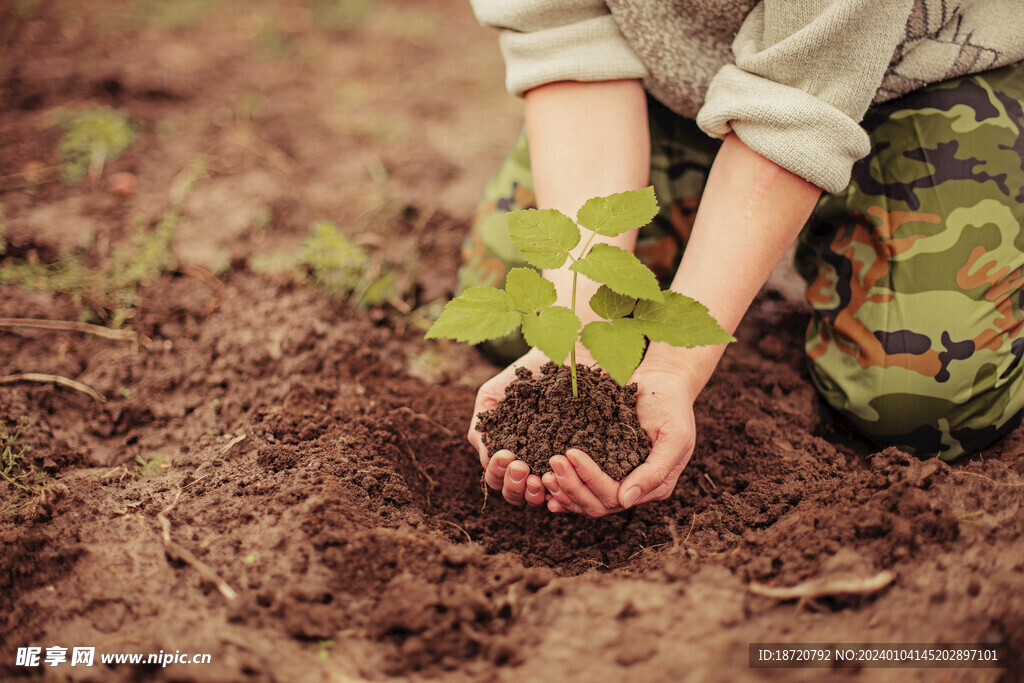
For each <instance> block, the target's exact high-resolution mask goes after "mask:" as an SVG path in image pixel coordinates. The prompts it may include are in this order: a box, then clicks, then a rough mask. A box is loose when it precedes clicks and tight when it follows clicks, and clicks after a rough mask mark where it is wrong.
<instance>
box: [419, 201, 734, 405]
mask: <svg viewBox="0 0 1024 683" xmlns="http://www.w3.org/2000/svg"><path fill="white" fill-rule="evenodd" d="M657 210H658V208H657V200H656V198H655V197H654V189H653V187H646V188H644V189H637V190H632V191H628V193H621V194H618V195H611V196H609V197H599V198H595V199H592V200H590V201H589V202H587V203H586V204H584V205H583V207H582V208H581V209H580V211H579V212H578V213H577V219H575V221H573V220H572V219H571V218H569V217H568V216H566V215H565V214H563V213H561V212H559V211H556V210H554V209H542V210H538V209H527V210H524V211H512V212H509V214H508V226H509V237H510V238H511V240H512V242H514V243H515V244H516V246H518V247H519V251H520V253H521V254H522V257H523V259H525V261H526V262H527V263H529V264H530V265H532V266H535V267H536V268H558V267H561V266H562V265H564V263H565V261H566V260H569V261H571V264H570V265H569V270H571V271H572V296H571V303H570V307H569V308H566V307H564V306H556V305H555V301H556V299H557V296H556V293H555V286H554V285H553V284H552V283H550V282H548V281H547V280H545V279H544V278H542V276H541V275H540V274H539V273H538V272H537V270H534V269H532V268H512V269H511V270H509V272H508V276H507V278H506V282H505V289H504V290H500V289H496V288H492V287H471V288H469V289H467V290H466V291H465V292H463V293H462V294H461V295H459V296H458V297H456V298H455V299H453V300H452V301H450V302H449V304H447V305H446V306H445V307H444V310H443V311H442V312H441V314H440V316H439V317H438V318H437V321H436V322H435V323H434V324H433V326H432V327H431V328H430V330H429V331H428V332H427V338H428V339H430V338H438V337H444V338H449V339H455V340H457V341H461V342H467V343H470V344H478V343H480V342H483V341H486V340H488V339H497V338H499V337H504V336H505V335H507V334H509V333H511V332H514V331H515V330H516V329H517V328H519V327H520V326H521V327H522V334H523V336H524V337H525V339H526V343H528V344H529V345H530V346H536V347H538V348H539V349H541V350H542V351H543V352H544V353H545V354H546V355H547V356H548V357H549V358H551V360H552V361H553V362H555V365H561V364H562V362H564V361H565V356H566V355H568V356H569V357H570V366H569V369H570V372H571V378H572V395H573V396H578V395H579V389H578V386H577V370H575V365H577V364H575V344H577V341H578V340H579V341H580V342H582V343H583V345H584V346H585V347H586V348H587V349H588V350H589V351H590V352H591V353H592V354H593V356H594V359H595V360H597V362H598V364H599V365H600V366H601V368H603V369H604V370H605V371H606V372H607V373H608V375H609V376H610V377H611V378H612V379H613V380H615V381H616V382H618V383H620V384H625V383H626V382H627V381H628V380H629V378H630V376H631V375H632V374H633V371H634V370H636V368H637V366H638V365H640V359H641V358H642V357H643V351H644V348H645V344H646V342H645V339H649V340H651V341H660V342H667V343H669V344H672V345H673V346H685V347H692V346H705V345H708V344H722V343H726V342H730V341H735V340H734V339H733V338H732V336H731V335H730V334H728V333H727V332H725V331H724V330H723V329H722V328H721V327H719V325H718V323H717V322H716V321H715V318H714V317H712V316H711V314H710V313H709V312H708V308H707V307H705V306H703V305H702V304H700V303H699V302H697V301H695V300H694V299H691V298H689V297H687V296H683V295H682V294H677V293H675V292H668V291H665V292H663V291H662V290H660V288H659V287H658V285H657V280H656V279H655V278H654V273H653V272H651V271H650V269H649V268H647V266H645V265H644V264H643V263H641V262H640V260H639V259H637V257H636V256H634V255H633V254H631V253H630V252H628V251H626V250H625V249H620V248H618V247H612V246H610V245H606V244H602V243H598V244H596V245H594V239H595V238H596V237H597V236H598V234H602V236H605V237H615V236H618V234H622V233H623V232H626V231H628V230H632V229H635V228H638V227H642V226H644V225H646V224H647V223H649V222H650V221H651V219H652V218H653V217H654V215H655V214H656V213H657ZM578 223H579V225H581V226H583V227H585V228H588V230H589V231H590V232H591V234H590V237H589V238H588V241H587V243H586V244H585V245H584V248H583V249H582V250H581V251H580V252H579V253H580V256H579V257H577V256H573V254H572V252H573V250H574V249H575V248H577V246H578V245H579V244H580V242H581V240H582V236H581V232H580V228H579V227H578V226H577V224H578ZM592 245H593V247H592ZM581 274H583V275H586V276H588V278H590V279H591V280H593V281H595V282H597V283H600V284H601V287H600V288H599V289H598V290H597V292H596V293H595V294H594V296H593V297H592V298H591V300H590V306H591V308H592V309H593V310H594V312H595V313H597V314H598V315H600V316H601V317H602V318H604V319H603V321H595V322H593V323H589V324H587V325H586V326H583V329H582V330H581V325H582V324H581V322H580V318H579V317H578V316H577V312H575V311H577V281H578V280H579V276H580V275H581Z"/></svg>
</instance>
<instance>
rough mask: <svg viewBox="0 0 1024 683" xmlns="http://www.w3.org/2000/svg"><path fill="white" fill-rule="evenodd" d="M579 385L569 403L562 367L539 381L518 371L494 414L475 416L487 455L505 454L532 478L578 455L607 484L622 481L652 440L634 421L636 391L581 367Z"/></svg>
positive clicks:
+++
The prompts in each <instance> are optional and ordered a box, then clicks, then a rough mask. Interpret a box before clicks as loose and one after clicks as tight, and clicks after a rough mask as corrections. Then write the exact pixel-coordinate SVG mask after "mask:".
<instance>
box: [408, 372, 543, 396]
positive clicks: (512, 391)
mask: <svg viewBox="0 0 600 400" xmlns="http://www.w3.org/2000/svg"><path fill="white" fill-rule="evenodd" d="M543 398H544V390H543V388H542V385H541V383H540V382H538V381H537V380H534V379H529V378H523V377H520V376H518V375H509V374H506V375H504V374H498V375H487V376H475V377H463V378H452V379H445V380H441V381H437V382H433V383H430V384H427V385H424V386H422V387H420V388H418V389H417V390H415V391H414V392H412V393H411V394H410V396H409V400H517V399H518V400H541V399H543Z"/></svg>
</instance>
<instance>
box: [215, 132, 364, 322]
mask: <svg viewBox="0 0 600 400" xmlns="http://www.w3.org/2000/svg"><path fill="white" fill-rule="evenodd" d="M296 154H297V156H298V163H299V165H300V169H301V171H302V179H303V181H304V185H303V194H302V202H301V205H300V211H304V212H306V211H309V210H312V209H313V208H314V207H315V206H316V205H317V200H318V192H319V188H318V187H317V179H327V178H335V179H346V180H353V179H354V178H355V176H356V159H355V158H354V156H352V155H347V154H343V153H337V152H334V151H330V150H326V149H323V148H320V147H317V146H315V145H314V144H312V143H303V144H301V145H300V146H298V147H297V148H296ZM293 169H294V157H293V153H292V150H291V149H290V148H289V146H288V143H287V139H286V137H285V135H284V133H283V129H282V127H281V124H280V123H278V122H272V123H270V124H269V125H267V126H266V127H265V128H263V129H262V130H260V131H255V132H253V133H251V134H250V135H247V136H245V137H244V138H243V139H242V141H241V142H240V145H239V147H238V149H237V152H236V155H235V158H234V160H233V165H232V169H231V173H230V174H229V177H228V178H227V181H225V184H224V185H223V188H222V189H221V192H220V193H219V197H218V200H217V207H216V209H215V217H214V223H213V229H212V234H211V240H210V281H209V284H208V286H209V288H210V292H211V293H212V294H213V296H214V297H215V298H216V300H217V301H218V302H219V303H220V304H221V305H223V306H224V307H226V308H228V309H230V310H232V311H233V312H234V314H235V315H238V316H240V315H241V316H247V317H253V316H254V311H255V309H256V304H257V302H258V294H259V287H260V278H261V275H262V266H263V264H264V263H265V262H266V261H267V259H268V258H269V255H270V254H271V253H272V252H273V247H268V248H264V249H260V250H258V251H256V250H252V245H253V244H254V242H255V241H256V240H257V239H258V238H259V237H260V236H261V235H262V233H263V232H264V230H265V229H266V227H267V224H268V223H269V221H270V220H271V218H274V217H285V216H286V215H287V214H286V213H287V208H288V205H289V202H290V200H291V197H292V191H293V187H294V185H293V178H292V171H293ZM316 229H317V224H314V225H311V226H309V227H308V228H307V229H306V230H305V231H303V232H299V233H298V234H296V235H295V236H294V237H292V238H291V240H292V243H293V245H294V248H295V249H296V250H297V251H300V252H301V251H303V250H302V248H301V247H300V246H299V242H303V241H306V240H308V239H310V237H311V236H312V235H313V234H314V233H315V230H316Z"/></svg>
+++
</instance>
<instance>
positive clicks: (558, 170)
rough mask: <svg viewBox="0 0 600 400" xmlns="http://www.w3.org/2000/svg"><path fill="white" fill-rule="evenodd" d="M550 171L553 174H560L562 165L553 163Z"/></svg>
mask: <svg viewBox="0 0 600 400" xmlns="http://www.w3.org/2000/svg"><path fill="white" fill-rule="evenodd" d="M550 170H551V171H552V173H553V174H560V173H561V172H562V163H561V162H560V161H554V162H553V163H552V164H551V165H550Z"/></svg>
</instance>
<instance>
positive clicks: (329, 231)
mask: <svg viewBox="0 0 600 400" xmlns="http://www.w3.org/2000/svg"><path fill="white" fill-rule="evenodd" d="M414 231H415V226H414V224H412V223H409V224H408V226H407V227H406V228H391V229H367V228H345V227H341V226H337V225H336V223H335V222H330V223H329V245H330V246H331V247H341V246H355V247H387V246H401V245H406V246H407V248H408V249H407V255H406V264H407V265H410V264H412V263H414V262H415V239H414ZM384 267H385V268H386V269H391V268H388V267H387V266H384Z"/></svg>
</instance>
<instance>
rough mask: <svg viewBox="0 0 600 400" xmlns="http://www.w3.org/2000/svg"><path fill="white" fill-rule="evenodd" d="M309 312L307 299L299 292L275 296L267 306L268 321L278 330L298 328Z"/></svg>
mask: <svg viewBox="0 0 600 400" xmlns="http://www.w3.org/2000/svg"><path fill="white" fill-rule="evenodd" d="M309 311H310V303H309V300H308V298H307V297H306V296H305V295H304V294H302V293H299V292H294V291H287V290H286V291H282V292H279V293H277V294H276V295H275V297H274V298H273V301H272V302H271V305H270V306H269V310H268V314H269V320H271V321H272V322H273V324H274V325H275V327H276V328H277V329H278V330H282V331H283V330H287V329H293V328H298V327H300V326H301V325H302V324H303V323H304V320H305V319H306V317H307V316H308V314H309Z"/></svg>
+++
## EXERCISE GOAL:
Copy out the records from the line with "For each <instance>" to the line with "box: [419, 201, 734, 405]", character for character.

## THE COMPLETED TASK:
For each <instance> block, the target's exact high-resolution mask goes after "mask:" as an SVG path in image pixel coordinates. The prompts it may include are in this order: a box, then clicks, then a rough mask. A box is loose when it precedes clicks and tight when it follows clicks, and clicks after a rough mask mark where it is wrong.
<instance>
box: [419, 201, 734, 405]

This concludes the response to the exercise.